### Tasks for this exercise
(1) Please list the situations that the reply in the rescue-fee thread gives as specific examples of someone calling 911.
(2) Pull a passage verbatim from the rescue-fee thread: begin at the words "## Badazws6 (Mar" and stop after the words "we pay taxes?".

### Supplied text
#####

Recently, the Golden Tribune printed an article saying the city council was going to discuss whether or not to continue charging rescue fees for rescues outside of the city. Well, the only council member to vote for discontinuing the practice of charging rescue fees was Jacob Smith. I have talked to him about this subject and he is very receptive to the point of view of kayakers and climbers. He told me that he would discuss this with me again if he becomes mayor.

Jacob Smith is a candidate for mayor of Golden. I am voting for him and I encourage any other environmentally minded kayaker who lives in Golden to do the same. Tomorrow is the last day to vote:

Jacob Smith for Golden - Home


----------



## Badazws6 (Mar 4, 2007)

I can see charging if assistance is requested (a call to 911) for a non-emergency call like a boat pinned somewhere or a cat stuck in a tree. But if they roll trucks in a real emergency or especially when assistance is not requested that is basically just augmenting city income if you ask me. I mean come on what are they going to do next start charging the little old lady who called 911 because her husband is having a heart attack? Isn't that what public service is for and why we pay taxes?

#####

Dataset entries
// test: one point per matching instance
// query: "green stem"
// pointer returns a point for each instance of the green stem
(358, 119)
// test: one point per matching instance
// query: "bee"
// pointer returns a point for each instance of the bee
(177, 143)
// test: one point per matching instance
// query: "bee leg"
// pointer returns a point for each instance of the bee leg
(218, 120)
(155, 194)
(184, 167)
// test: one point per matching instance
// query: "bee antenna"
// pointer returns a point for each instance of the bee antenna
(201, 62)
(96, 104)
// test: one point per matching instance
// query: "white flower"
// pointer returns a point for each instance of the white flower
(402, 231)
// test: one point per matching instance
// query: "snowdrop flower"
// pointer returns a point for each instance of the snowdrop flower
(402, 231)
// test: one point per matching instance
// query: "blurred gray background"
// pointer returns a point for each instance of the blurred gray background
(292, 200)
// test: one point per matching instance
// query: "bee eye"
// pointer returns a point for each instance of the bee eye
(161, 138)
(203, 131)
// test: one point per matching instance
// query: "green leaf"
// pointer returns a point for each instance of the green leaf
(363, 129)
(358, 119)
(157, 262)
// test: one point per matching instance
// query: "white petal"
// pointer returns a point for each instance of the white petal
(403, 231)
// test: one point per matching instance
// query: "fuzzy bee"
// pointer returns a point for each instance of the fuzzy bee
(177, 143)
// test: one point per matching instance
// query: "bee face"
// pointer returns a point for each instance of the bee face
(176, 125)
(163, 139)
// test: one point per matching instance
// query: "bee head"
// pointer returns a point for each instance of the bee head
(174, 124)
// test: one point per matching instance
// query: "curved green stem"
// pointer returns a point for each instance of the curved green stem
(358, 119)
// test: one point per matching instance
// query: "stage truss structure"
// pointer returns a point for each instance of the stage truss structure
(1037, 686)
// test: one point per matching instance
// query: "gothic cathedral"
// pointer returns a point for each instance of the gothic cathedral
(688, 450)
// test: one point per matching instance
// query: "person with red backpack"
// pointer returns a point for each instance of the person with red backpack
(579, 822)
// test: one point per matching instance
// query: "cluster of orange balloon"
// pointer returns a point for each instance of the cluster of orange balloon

#####

### Response list
(1)
- A boat pinned somewhere
- A cat stuck in a tree
- A little old lady's husband having a heart attack

(2)
## Badazws6 (Mar 4, 2007)

I can see charging if assistance is requested (a call to 911) for a non-emergency call like a boat pinned somewhere or a cat stuck in a tree. But if they roll trucks in a real emergency or especially when assistance is not requested that is basically just augmenting city income if you ask me. I mean come on what are they going to do next start charging the little old lady who called 911 because her husband is having a heart attack? Isn't that what public service is for and why we pay taxes?